··· SOURCE DATA
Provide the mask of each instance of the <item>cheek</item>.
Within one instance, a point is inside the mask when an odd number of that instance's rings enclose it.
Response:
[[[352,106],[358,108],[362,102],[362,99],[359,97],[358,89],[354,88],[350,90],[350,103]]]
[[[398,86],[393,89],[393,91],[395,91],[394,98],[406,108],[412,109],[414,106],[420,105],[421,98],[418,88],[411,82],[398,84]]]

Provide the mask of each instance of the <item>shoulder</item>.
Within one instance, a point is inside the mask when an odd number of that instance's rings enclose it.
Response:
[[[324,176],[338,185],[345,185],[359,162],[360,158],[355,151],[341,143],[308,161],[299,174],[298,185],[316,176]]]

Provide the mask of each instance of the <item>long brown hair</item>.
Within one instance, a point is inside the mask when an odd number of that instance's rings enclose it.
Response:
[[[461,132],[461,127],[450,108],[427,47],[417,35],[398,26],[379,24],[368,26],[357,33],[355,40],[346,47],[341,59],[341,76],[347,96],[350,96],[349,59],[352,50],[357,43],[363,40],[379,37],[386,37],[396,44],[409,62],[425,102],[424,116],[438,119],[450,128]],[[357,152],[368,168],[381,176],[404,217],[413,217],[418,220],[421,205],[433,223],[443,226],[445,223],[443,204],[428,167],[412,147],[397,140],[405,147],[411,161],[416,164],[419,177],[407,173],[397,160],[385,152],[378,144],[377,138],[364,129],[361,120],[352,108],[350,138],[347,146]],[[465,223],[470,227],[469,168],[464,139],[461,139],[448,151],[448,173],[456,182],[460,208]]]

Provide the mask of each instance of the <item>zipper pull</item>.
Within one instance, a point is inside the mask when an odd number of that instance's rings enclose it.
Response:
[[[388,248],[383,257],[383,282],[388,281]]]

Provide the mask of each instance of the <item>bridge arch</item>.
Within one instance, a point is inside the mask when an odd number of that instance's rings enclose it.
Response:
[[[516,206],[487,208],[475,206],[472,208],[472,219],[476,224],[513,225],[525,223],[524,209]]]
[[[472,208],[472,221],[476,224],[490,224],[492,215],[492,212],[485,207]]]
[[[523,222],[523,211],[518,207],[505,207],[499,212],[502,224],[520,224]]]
······
··· SOURCE DATA
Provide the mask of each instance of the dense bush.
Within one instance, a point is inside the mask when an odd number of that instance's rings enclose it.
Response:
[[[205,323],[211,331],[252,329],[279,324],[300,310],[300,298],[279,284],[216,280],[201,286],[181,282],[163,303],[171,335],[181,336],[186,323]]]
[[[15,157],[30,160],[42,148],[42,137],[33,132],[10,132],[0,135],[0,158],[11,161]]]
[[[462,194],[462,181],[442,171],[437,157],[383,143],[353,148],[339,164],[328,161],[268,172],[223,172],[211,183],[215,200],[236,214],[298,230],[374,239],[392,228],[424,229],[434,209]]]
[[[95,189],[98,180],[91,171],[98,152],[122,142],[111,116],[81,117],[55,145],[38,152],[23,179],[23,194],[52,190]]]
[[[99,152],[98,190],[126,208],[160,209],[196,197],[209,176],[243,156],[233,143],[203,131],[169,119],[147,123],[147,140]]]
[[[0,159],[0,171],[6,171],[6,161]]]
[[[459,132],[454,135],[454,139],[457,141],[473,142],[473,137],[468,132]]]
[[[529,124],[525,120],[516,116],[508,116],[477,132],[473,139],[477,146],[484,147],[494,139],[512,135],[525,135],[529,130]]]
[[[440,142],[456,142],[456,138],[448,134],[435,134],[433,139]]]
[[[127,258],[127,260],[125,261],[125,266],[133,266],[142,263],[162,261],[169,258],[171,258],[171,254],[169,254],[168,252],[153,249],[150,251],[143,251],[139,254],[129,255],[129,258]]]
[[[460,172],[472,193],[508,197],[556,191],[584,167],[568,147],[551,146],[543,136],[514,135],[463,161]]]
······
Search the data for the word "item" and copy each line where it appears.

COMPLETED EXERCISE>
Provide the mask of each instance of the <item>cheek</item>.
Provide the mask of each instance of the <item>shoulder</item>.
Provide the mask of each instance of the <item>long brown hair</item>.
Provide the mask of each instance of the <item>zipper pull</item>.
Provide the mask of each instance of the <item>bridge arch</item>.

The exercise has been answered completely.